Task instructions: Copy each of the entries below faithfully, setting aside any pictures.
=== Given records ===
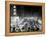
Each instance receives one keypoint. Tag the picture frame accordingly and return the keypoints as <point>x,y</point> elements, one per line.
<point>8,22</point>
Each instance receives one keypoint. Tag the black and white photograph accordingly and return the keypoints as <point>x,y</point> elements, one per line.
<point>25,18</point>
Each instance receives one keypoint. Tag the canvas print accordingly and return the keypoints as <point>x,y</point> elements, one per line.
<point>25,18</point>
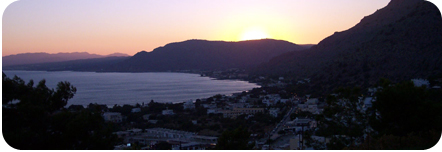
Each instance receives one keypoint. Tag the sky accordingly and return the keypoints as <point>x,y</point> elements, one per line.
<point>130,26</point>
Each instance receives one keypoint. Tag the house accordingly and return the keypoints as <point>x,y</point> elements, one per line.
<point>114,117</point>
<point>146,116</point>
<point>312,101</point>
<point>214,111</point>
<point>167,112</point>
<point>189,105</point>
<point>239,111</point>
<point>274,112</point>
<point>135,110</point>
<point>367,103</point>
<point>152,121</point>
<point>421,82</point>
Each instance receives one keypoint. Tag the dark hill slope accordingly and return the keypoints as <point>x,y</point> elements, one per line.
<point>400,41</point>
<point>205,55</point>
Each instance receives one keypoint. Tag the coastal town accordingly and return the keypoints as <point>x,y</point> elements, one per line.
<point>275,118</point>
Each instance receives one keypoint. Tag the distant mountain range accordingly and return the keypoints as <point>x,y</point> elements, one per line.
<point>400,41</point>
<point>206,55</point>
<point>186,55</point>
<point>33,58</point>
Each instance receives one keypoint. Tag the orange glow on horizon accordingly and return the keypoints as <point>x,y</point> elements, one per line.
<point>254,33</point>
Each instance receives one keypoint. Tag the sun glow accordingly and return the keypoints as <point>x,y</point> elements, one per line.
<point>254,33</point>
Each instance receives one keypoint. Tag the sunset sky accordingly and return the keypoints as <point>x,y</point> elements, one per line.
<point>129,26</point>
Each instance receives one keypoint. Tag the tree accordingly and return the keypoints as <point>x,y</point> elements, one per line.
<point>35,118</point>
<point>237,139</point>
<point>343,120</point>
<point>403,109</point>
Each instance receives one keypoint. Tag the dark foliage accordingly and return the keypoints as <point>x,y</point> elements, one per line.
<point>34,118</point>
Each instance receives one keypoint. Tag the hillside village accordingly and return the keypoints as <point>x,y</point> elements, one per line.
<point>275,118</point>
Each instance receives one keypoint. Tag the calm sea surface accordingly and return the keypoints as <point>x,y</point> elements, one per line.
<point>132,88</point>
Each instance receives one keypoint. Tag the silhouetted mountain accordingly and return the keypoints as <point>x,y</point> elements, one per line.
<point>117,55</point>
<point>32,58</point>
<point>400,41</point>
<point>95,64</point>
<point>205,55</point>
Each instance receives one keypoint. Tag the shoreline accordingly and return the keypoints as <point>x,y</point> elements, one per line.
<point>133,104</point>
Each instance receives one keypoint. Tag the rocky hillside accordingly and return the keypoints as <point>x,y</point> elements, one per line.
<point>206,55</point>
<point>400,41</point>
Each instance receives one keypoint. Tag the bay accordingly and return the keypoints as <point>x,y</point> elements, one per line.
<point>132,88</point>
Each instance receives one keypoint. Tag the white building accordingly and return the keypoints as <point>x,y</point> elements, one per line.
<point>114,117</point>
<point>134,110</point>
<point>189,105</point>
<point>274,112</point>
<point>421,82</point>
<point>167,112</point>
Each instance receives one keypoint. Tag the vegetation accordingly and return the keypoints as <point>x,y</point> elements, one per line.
===
The result:
Each instance receives one keypoint. Tag the picture frame accordingly and return the keypoints as <point>x,y</point> elements, one per line.
<point>8,22</point>
Each instance receives one keypoint. Tag the black and white photograph accordingly and return the keypoints as <point>x,y</point> elements, one per line.
<point>25,18</point>
Each instance receives one keypoint. Tag the canvas print accordingly and return the keypoints as <point>x,y</point> elements, one per line.
<point>25,18</point>
Each instance receives one keypoint. Tag the sky accordingly and return the keypoints as <point>x,y</point> elements, one per line.
<point>130,26</point>
Each instance receives one keypoint. Tag the house accordingly and return the keypoints as <point>x,y</point> elements, one per line.
<point>114,117</point>
<point>146,116</point>
<point>312,101</point>
<point>214,111</point>
<point>167,112</point>
<point>189,105</point>
<point>239,111</point>
<point>274,112</point>
<point>135,110</point>
<point>367,103</point>
<point>152,121</point>
<point>421,82</point>
Each instance receives one keypoint. Tag the dark hill slope accordingly and return the keypoints as <point>x,y</point> elements, one per line.
<point>400,41</point>
<point>205,55</point>
Each instance receives one keypoint. Tag the coastal town accordingly and return the keypoints as <point>x,y</point> elements, one per line.
<point>275,118</point>
Each instance receives one keypoint. Tag the distant mountain range accordingly and return the keypoints as <point>x,y</point> elements, one per line.
<point>400,41</point>
<point>206,55</point>
<point>186,55</point>
<point>33,58</point>
Each instance receives one keypoint. Tag the orange glow on horizon accordingly and return the keypoints as <point>x,y</point> elements, one per line.
<point>254,33</point>
Each instance receives one keypoint. Tag the sun glow accordingly and return the keypoints as <point>x,y</point> elements, one per line.
<point>254,33</point>
Each instance receives one keypoint. Tag the sunset sky accordingly and return the keypoints as <point>x,y</point> elements, one per line.
<point>129,26</point>
Each instance receives one keypoint. Tag the tree accordingly and return the keypoints as <point>x,y</point> elements, one per line.
<point>35,118</point>
<point>237,139</point>
<point>343,120</point>
<point>403,109</point>
Each instance receives one keypoint. Tag the dark foliage accordingly and return the keypoints as <point>x,y</point> elements, one per line.
<point>34,118</point>
Each instance receives one keypoint. Tag the hillside village accordingly and return the keypoints as <point>x,y</point> elements, one per line.
<point>275,118</point>
Each instance receives one keypoint. Tag the calm sea surface accordingly and return the keypoints as <point>x,y</point> elements, one per line.
<point>132,88</point>
Each instance receives one keypoint. Tag the silhouetted mountain accordingly and return the keypoints as <point>x,y</point> elements, one per line.
<point>117,55</point>
<point>32,58</point>
<point>400,41</point>
<point>95,64</point>
<point>205,55</point>
Each instance receives one keypoint. Tag the shoreline accordingly and return the keypoints as <point>x,y</point> elements, one per line.
<point>133,104</point>
Each instance receives one keypoint. Tag the rocky hillside accordingly and return the keypoints as <point>x,y</point> elements, one per line.
<point>206,55</point>
<point>400,41</point>
Each instance receives one keypoint. Tag the bay accordingly and return the keypoints as <point>x,y</point> elements, one per line.
<point>132,88</point>
Each instance receives one keypoint. Tag the white building accordingly and return the keypoints as <point>x,y</point> elements, one per line.
<point>114,117</point>
<point>134,110</point>
<point>189,105</point>
<point>274,112</point>
<point>421,82</point>
<point>167,112</point>
Each instance receives one keypoint. Tag the vegetation accordingly and return the keypoints as <point>x,y</point> elements, one per line.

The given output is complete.